>> BEGIN INFORMATION GIVEN

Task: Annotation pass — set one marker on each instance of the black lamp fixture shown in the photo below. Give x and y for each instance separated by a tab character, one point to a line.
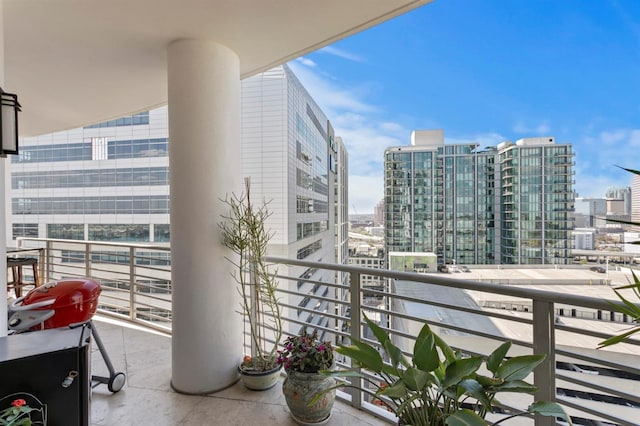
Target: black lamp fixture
8	123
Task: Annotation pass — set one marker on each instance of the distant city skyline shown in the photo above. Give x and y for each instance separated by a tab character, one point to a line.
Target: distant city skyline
486	72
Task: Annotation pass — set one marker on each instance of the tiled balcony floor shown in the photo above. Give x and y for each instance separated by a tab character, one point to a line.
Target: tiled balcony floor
147	397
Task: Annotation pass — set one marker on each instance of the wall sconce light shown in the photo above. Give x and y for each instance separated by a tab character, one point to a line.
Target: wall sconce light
8	123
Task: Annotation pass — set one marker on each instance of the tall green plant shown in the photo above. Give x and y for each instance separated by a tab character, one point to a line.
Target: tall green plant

>> END INFORMATION GIVEN

Please revise the lines above so that every "set one marker" becomes "place a single point", keeping all else unchanged and leaving out the pictures.

Task: Annotation pass — place a single point on each instance of the black lamp fixture shown in the photo below. Give x and y for each instance separated by a tab character, one point to a line.
Target: black lamp fixture
8	123
Task: Annotation pass — place a single point on each instance of the distant city skyline shown in the photo above. Give x and y for each instance separated by a tab character, one point to a line.
Target: distant city skyline
486	72
Task: Annotation pass — place a single point on each instance of the tiled balcony floor shown in the photo above. Give x and y for each instance separated by a tab character, one point to a line.
Target: tiled balcony floor
147	397
Task: Annotation pass — place a single point on each instance of the wall sconce light shown in the photo above. Give x and y for each instance separated by a tab character, one point to a line.
Target: wall sconce light
8	123
Task: Annotation pass — place a single point on each instance of the tall green plant shown in the photo above. Give x and y for each instance separated by a tab character, one point to a line.
Target: tall green plant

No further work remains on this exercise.